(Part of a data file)
-- Start --

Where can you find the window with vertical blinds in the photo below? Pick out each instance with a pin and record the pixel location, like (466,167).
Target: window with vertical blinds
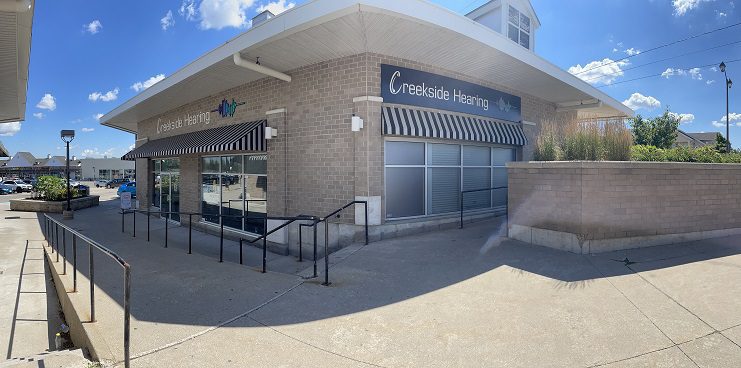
(424,178)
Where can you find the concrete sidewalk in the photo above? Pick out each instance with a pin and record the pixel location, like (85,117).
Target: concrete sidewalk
(29,310)
(451,298)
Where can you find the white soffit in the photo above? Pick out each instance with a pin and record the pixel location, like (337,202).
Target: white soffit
(15,51)
(322,30)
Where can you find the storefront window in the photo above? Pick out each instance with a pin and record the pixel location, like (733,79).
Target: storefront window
(427,178)
(235,187)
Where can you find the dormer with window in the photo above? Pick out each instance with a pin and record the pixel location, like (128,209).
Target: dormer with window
(514,19)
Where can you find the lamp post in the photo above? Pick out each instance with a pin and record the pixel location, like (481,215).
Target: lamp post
(729,83)
(67,137)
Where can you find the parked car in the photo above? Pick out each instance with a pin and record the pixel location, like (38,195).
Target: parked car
(5,189)
(128,187)
(18,186)
(115,183)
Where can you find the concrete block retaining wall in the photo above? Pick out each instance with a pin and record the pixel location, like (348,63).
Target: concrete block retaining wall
(591,207)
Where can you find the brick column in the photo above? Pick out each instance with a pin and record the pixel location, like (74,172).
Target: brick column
(277,162)
(368,160)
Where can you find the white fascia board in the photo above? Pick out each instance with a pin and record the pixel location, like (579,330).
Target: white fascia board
(295,20)
(455,22)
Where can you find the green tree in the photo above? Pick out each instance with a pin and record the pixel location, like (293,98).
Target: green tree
(660,132)
(720,143)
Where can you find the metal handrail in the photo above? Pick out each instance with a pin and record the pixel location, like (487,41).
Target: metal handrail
(315,220)
(221,225)
(473,191)
(326,236)
(51,232)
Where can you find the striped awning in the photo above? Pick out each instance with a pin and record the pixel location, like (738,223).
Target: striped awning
(422,123)
(237,137)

-- End --

=== WHAT THE EXERCISE ASKS ===
Copy every entry above word for word, leaving out the pictures.

=== EXERCISE RESULT ===
Where can you find the window with vertical blinds in the photo below? Pick out each instance with a pin and record the pixel location, like (466,167).
Target: window with vertical blinds
(424,178)
Where can you find the concrete sidewalk in the photo above? Pick out each instance with a pin and record the pixel location, like (85,117).
Target: concrete sidewalk
(29,310)
(451,298)
Where can you find the white soffit in the photo above? Pick out each instance with a pin and record the pixel location, like (337,202).
Target: white soffit
(15,51)
(322,30)
Where can you find the storefront window in the photo above? Pick out each instance with a pin and record the pixel location, like (733,79).
Target: storefront window
(427,178)
(235,187)
Where can you find the dormer with window in the photo above? Pick out each instance with a pin and record the pixel location, like (128,209).
Target: dormer with window
(514,19)
Where can you find the lamp post in the photo above? Pick out each instance with a pin and record the pixel location, like (481,215).
Target: lamp post
(729,83)
(67,137)
Where can you find the parked car in the photo above? Pick out each instance with a pin and record the pixel location, like (38,195).
Target: parked car
(5,189)
(128,187)
(18,186)
(115,183)
Where can you find the concrete block retaining wall in the photo above? Pick out each instance with a pin and record the pixel location, like (348,63).
Target: concrete block retaining wall
(591,207)
Where can you find the brick column in the photo above? Pick out each instance with a pin and record the pixel location, like (74,172).
Target: brick column
(277,162)
(368,160)
Where can you find the white fascia board in the photo above? Pick out each instance with a pin and record the pixel location, like (579,330).
Target: white fascia board
(295,20)
(455,22)
Where can you find the green tree in the photo above? Pick out each instance with a pin and record the pixel location, like (293,98).
Target: green tree
(660,132)
(720,143)
Where can you find the metal handrail in the photo above? Pick out each instance with a pin and record the pixel location, like (487,41).
Target: metal handrail
(315,220)
(221,225)
(473,191)
(326,236)
(51,232)
Where can you find the striped awning in the photo above? Pick out each instance with a pin and record the pixel location, like (738,223).
Target: striped awning
(422,123)
(237,137)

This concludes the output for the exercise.